AIM OF THE TASK: Write out every row, unchanged, from the one containing "Could you point at the concrete" through the final row, with both of those rows included.

--- BEGIN MATERIAL FOR THIS TASK ---

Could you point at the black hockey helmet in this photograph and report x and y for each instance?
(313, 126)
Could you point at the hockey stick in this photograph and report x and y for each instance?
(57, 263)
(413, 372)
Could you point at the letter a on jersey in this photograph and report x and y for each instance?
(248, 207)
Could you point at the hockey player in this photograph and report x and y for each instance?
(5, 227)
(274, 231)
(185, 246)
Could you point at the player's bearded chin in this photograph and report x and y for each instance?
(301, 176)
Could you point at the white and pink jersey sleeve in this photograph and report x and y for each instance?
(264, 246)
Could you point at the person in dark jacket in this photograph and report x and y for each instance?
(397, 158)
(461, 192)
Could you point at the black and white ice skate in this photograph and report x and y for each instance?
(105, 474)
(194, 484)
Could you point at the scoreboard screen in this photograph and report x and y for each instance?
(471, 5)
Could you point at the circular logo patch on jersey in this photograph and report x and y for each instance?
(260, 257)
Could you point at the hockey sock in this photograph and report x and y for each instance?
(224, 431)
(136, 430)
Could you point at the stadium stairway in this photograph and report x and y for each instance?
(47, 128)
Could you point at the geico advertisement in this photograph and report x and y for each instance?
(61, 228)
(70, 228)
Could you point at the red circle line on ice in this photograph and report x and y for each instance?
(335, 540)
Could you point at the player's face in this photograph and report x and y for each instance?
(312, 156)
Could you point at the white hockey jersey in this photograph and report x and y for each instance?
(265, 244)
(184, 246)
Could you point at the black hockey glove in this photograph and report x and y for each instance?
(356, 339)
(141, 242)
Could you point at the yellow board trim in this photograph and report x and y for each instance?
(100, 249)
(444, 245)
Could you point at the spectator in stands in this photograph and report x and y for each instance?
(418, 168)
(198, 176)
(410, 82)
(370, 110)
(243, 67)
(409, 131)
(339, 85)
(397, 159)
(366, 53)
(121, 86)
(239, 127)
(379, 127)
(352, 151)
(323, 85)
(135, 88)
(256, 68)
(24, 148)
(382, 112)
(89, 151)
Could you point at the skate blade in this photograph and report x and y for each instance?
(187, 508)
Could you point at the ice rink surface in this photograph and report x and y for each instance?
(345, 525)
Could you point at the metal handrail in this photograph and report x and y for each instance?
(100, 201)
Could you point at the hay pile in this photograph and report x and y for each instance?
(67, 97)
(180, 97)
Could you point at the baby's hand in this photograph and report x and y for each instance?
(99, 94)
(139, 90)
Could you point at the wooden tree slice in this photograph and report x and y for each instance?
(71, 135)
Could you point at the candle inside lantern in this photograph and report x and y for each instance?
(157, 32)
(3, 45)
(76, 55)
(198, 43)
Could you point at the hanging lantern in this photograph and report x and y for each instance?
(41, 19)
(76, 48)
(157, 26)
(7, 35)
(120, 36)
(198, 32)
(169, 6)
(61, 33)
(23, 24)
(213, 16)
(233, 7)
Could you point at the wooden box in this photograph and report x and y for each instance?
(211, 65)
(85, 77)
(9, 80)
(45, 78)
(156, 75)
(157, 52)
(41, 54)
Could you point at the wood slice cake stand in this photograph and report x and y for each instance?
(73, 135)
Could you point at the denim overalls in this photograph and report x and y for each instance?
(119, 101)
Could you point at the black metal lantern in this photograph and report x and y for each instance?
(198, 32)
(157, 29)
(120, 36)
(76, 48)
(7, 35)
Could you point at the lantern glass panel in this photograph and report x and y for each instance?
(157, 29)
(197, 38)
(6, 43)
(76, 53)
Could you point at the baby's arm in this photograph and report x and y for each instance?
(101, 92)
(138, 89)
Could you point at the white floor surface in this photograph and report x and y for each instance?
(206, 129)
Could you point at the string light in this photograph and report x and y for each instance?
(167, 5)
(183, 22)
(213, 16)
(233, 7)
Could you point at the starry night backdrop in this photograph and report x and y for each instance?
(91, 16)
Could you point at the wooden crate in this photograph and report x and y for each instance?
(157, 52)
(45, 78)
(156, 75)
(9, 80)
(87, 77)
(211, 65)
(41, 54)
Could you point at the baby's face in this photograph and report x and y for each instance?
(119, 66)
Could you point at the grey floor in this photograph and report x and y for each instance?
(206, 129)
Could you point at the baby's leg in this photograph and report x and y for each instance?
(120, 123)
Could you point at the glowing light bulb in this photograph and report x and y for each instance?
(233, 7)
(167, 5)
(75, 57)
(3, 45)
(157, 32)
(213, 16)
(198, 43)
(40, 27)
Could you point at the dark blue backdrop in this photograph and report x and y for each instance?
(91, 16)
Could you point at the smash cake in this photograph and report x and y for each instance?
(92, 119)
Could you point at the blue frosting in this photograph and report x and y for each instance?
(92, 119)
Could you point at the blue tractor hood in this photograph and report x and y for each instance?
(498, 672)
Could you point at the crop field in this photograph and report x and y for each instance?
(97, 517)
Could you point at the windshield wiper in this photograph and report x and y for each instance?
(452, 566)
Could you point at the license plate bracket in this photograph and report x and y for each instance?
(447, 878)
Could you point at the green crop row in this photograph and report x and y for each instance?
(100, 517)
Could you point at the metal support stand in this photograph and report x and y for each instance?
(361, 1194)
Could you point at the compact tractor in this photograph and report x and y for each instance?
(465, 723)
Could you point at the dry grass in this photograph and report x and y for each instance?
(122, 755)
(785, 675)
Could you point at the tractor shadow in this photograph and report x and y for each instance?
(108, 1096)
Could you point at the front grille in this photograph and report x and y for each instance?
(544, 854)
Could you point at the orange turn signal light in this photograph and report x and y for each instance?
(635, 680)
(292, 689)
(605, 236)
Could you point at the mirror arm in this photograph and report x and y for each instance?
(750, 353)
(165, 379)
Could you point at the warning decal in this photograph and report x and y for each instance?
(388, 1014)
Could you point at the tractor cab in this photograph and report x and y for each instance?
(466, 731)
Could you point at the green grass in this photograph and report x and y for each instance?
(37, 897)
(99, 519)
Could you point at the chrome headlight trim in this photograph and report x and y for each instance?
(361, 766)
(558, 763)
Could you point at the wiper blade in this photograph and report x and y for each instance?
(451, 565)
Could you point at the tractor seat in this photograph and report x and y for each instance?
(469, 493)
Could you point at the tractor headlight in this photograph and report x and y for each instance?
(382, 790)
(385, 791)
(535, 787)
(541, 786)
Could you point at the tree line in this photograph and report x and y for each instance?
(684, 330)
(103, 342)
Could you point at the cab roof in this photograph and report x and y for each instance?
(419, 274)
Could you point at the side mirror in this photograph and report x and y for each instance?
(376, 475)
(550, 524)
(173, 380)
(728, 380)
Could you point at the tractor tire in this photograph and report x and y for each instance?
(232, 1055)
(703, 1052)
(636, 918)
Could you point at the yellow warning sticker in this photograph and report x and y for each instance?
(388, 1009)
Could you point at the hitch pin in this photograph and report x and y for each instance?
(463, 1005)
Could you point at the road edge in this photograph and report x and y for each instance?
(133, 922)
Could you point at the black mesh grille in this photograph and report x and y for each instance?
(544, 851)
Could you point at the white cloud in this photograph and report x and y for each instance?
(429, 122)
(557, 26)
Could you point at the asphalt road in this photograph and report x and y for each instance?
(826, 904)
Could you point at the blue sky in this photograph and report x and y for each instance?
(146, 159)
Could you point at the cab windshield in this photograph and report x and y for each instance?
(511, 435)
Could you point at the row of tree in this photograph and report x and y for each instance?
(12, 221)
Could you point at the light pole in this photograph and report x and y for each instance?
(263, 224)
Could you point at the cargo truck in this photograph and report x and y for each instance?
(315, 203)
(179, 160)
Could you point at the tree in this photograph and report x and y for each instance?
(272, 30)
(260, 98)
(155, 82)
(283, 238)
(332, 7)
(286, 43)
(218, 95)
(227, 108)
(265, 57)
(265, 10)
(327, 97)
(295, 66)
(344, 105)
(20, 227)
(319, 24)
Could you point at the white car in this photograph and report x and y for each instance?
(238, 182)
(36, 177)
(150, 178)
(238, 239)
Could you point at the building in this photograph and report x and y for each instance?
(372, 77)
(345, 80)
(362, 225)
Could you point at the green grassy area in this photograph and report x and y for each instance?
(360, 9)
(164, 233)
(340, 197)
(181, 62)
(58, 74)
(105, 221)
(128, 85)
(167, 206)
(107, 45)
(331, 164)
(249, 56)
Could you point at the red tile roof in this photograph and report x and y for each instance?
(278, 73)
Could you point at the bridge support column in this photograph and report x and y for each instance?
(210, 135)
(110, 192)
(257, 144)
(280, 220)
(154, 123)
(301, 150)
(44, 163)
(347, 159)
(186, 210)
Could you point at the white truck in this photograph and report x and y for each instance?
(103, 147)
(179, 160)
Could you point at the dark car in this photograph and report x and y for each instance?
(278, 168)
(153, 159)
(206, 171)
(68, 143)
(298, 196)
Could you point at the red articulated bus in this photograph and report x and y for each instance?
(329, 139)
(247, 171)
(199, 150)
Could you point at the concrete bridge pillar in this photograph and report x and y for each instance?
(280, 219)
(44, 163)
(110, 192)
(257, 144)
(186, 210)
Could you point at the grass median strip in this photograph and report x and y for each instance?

--- END MATERIAL FOR THIS TASK ---

CORRECT OUTPUT:
Could you point at the concrete bridge pillar in this photograph and report x and y for each instance?
(280, 219)
(44, 163)
(110, 192)
(257, 144)
(186, 210)
Could you point at the grass median strip in this photograph and report x and y for each instance?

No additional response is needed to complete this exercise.